_Objectives_.
#1 From the post on Joel Greenblatt's Magic Formula below, list the examples given of a special advantage that keeps competition from destroying a high-return business.
#2 Continue the post on Joel Greenblatt's Magic Formula below, picking up after its last sentence.

_Extract to read_.
○ ○ ○ ○ ○
Postby SHARK » Fri Apr 13, 2018 12:36 pm

What is Joel Greenblatt Magic Formula?

Joel Greenblatt is Background A widely respected hedge-fund manager. Joel Greenblatt, started as a value purist but was influenced by Warren Buffett's view about growth being part of the value equation. He founded Gotham Capital, a fund which apparently returned over 40% annualized from 1985 to 2005. By 1995, it had returned all money to its outside investors. He has authored two books, "You Can Be a Stock Market Genius" and New York Times bestsellier, "The Little Book That Beats the Market," and is also adjunct professor at Columbia University Business School. Greenblatt espouses MFI as a do-it-yourself version of the approach he has used while amassing his investment track record. With the "Little Book," Greenblatt wanted to write a book his children could read and learn from. The main point Greenblatt makes is that investors should buy good companies at bargain prices.

Magic Formula Investing uses return on capital and earnings yield as its inputs. Return on capital is seen as the best determinant of whether a business is a good one or not. Companies that can earn a high ROC over time generally have a special advantage that keeps competition from destroying it (e.g., name recognition, a new product that is hard to duplicate or a unique business model).
○ ○ ○ ○ ○
_Extracted information_.
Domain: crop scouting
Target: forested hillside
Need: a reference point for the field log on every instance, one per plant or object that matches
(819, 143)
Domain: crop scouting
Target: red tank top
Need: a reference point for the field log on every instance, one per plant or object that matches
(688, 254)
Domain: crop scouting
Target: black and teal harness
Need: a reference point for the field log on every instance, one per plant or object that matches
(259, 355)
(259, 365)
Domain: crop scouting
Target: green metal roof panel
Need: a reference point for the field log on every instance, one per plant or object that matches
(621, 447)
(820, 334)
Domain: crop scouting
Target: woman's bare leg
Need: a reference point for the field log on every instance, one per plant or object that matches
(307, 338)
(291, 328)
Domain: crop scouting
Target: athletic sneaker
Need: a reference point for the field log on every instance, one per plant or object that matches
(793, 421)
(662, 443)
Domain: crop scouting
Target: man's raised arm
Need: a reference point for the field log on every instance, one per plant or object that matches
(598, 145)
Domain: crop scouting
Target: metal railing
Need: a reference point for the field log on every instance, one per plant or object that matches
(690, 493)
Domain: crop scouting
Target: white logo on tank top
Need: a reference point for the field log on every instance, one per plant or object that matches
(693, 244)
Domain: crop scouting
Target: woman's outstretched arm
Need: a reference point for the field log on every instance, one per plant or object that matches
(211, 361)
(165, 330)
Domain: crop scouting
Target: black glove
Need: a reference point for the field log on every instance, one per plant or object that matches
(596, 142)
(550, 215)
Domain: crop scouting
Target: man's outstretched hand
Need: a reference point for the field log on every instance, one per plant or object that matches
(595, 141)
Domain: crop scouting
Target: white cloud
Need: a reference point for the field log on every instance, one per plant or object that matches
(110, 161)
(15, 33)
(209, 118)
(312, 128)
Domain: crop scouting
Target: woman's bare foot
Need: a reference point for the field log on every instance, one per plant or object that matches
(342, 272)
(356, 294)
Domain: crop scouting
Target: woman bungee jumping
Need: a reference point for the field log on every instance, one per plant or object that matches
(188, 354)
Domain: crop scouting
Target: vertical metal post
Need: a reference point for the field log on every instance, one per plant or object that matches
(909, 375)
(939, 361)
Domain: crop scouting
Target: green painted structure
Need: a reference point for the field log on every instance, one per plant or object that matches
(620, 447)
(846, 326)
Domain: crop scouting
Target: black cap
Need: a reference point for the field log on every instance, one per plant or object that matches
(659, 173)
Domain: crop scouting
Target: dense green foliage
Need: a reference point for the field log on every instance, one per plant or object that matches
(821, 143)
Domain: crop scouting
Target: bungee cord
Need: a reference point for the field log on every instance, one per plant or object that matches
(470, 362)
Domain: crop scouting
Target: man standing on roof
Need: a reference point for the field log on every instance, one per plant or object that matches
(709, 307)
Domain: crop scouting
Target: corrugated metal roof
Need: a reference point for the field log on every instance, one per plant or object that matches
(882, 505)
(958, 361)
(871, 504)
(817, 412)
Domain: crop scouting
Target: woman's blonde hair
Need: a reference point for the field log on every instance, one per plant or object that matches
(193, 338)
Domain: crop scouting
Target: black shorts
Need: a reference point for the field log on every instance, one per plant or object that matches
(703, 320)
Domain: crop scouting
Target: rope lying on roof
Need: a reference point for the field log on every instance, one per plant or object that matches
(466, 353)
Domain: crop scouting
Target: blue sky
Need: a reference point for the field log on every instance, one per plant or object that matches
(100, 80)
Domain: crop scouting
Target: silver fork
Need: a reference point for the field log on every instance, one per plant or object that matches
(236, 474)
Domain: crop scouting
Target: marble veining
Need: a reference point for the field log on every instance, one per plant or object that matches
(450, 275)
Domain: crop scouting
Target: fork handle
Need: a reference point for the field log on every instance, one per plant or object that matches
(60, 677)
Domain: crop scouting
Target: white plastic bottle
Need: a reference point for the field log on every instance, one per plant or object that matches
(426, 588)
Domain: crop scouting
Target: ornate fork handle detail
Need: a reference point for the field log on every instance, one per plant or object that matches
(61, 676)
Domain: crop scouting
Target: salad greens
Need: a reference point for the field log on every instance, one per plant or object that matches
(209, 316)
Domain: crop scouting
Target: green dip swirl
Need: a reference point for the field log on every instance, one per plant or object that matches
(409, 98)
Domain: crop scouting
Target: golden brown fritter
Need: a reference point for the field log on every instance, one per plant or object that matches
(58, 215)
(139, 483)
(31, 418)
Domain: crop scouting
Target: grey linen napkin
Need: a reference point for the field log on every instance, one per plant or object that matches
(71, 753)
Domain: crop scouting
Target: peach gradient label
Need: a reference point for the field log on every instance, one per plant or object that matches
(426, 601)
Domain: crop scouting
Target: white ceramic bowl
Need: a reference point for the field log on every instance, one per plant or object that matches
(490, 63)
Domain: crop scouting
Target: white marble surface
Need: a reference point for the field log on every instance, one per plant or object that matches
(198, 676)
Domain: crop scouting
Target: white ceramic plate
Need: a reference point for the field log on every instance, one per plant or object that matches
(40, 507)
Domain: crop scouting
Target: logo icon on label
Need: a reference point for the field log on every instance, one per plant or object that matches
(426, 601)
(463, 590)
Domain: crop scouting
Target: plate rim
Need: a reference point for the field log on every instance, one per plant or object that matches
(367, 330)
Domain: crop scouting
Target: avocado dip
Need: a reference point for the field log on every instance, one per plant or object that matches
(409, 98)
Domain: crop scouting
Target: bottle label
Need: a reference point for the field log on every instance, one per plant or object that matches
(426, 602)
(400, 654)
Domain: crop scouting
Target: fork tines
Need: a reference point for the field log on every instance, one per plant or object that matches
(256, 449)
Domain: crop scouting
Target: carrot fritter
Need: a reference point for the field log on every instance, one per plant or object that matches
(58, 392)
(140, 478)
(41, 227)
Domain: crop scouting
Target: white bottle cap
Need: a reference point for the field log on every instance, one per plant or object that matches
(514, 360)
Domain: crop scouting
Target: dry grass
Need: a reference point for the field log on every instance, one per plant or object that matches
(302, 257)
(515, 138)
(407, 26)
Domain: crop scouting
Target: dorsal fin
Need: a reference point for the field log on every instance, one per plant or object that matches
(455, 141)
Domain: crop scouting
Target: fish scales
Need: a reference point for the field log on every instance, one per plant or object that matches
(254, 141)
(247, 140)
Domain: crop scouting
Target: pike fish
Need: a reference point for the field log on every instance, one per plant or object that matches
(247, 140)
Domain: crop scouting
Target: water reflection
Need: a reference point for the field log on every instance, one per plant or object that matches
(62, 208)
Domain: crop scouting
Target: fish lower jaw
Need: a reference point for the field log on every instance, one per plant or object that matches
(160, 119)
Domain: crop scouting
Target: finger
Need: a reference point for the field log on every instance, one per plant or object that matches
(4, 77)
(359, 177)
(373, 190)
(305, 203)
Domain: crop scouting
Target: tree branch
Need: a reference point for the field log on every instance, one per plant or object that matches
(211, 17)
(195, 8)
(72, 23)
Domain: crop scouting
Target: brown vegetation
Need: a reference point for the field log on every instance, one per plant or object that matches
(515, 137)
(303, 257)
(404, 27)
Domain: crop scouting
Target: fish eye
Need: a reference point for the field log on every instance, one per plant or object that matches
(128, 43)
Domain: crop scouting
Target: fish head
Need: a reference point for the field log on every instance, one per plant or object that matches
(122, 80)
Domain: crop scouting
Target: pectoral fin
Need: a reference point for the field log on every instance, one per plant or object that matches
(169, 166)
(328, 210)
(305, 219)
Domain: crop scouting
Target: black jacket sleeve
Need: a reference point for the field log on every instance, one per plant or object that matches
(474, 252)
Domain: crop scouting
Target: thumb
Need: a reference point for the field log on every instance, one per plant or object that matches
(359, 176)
○ ○ ○ ○ ○
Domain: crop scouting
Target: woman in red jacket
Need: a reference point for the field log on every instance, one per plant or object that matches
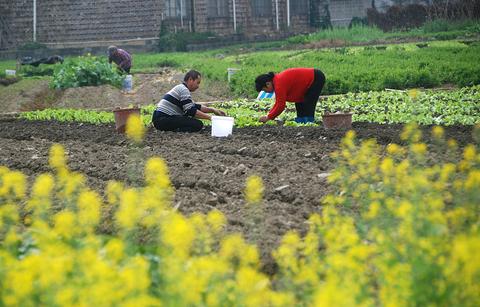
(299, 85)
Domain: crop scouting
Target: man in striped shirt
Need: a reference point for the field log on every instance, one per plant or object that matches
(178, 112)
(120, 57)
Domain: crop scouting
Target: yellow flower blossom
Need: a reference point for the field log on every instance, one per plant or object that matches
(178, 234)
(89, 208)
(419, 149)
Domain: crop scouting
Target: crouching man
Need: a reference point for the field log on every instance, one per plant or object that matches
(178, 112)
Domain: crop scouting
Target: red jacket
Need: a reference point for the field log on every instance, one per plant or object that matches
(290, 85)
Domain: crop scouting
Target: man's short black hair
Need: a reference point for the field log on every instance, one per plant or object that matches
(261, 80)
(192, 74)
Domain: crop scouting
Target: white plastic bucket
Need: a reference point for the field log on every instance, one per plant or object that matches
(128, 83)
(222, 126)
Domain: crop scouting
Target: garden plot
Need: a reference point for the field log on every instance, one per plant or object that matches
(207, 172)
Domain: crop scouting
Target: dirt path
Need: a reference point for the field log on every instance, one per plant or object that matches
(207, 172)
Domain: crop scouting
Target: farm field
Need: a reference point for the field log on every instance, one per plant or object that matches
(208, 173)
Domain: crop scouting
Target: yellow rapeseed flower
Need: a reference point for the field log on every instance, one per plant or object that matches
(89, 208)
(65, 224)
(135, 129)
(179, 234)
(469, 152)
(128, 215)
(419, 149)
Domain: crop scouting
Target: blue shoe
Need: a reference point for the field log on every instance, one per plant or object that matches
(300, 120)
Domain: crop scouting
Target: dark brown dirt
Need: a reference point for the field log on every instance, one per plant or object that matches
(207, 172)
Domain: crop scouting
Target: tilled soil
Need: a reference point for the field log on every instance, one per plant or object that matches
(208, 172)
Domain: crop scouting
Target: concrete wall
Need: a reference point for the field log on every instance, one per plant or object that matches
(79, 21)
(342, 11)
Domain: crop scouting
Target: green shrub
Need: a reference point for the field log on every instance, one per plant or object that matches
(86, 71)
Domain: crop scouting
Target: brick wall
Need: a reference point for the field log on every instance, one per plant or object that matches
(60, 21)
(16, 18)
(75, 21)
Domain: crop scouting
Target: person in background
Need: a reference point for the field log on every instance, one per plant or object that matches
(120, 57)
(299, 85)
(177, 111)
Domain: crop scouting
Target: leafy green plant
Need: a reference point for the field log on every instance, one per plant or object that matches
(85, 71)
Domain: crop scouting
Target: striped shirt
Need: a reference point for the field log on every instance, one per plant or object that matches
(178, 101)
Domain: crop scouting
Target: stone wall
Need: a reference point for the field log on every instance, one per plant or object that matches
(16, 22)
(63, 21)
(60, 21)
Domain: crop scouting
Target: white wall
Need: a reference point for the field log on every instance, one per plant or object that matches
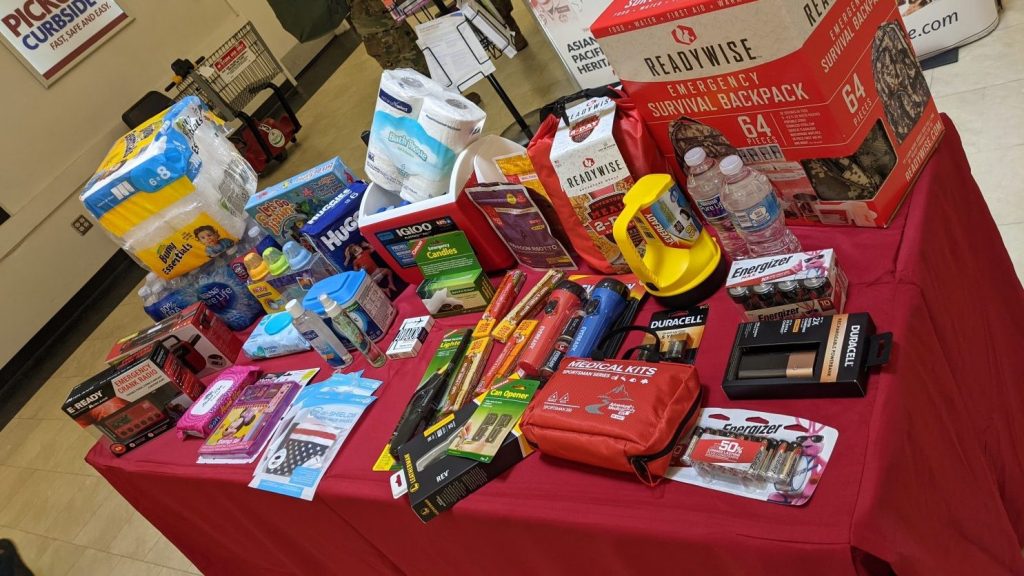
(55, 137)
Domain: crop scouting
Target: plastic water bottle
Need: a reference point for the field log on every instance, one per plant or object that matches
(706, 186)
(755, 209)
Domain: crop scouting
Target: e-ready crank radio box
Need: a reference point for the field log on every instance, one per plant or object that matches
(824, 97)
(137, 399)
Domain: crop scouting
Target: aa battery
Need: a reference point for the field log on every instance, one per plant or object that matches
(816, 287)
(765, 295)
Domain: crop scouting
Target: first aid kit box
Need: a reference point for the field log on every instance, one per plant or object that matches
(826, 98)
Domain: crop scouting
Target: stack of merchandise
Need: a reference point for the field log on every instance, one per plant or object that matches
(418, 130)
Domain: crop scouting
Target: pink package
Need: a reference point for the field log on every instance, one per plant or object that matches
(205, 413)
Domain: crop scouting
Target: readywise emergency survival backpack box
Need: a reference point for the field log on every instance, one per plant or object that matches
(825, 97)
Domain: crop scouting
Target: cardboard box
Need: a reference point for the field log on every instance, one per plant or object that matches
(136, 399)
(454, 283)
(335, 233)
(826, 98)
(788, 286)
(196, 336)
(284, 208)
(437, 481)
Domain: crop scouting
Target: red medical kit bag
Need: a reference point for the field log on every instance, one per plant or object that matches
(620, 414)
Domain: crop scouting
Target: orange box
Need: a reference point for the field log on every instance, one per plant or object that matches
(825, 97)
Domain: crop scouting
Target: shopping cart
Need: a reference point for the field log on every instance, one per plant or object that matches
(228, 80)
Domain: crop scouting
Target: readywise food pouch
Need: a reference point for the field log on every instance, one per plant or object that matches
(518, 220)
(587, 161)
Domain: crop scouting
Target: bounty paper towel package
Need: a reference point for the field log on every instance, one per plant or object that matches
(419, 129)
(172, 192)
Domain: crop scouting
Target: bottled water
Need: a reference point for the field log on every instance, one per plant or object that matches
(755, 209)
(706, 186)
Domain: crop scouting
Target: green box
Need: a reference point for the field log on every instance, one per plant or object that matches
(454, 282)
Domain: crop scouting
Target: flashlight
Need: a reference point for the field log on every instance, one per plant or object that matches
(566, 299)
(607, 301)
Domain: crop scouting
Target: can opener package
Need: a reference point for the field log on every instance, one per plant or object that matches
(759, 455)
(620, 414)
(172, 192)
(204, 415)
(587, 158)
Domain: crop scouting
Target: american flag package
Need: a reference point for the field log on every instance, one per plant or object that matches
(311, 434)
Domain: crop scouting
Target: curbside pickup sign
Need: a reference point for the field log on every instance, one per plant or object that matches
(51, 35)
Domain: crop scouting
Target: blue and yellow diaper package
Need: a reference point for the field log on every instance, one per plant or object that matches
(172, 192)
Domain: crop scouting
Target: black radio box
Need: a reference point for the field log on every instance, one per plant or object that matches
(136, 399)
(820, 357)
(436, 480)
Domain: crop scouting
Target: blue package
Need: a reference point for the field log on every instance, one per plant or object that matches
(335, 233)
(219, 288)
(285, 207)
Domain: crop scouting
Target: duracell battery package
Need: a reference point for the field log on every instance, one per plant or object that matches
○ ○ ○ ○ ○
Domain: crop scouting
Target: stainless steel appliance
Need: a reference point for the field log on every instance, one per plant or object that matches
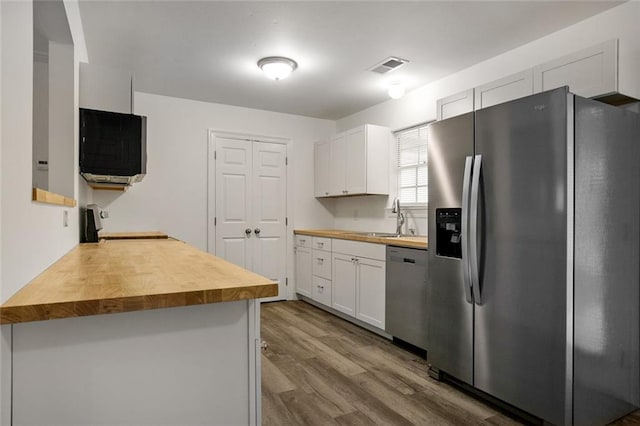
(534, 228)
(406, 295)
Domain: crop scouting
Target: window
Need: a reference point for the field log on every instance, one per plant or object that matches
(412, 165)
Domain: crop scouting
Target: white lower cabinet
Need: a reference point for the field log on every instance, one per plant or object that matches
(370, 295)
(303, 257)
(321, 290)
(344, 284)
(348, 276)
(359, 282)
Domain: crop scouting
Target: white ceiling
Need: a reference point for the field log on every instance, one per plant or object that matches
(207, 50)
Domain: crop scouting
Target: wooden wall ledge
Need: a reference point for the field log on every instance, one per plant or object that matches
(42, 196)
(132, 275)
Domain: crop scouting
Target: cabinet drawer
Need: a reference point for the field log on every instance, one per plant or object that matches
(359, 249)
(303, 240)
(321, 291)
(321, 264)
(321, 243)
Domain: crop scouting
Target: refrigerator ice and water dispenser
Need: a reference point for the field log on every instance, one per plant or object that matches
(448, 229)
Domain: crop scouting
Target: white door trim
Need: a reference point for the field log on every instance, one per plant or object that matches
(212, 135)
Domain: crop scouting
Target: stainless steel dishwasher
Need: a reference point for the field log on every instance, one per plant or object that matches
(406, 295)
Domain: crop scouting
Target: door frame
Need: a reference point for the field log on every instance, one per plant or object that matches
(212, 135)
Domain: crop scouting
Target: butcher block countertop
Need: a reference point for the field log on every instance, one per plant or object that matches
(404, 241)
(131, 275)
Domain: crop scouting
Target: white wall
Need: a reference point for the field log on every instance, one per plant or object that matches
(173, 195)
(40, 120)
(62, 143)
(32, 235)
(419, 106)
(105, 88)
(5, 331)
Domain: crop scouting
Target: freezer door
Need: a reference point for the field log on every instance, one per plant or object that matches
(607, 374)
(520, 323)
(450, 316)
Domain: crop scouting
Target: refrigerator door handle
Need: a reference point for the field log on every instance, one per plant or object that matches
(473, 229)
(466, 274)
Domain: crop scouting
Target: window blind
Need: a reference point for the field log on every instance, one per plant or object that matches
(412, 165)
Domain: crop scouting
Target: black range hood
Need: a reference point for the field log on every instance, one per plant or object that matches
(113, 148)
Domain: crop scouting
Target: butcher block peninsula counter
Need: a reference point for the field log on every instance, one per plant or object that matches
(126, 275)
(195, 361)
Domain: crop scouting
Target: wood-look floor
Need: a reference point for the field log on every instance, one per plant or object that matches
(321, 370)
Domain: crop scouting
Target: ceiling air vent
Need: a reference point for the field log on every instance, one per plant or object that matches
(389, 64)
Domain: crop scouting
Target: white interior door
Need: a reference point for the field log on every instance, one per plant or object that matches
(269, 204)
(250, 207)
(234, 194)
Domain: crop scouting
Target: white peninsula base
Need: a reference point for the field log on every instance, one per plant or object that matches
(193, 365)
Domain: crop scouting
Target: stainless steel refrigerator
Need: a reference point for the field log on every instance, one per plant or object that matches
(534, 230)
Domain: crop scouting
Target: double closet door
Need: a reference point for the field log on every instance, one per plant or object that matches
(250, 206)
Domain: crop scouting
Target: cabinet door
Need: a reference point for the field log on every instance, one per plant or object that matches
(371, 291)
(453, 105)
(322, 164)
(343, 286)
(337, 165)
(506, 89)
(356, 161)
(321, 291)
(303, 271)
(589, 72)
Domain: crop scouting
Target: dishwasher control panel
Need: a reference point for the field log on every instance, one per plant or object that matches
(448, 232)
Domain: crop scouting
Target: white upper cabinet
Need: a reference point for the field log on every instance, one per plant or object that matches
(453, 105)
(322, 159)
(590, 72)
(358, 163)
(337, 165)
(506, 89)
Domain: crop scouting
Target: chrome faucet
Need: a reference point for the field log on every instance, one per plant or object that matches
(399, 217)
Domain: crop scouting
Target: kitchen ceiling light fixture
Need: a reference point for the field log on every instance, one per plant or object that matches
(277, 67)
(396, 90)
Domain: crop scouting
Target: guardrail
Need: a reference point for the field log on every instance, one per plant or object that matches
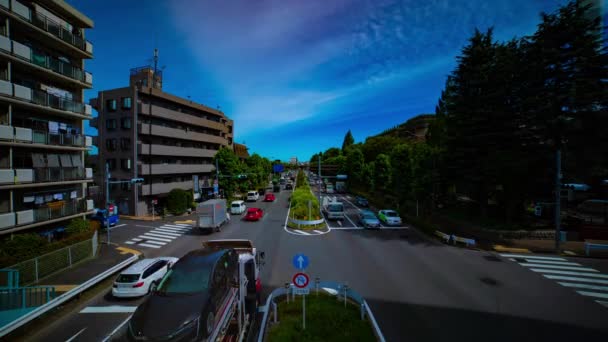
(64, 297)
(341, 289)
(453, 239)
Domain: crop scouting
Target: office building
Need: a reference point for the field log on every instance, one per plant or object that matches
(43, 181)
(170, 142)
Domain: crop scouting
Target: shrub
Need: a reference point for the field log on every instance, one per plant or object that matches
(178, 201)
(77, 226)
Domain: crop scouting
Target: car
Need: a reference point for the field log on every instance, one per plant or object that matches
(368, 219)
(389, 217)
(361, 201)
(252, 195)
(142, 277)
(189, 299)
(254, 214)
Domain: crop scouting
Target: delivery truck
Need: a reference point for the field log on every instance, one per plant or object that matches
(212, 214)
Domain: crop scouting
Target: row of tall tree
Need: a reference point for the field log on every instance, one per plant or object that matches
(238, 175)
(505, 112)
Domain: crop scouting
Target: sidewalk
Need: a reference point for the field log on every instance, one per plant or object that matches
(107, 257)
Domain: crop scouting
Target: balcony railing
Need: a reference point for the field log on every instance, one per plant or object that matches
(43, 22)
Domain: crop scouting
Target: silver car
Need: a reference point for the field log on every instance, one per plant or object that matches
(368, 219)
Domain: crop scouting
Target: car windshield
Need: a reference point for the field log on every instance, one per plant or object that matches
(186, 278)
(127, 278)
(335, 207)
○ ○ ○ ○ ○
_Answers in order_.
#1
- Name recognition
- A new product that is hard to duplicate
- A unique business model

#2
Earnings yield is the metric that shows whether a company is cheap or not. Greenblatt says that stock prices of a firm can experience "wild" swings even as the value of the company stays relatively constant giving investors opportunities to buy low and sell high.

Calculation/Definition of the Magic Formula:

1. Define minimum Market Capitalization that meets your liquidity needs. Greenblatt used a market capitalization floor of $50 million, but advised that you can set the minimum as high as $5 billion.
2. Sector Filter: Due to their unique financial structures, all stocks in the financial and utility sectors are excluded. Calculate Earnings Yield = EBIT / enterprise value.
3. Calculate Return on Capital = EBIT / (Net fixed assets + working capital)
4. EY Rank: Rank the stocks in descending order based on Earnings Yield and assign a rank number to each.
5. ROC Rank: Rank the same stocks in descending order based on Return on Capital and assign a rank number to each.
6. Add the rankings and select stocks that have the lowest combined ranking score. So a company that is ranked 358nd best in terms of ROC and 122rd highest in EY would gets a better combined ranking (i.e., 470) than a company that is ranked 1st in ROIC but only 950th best in EY (i.e., 951).
Price is what you pay. Value is what you get.”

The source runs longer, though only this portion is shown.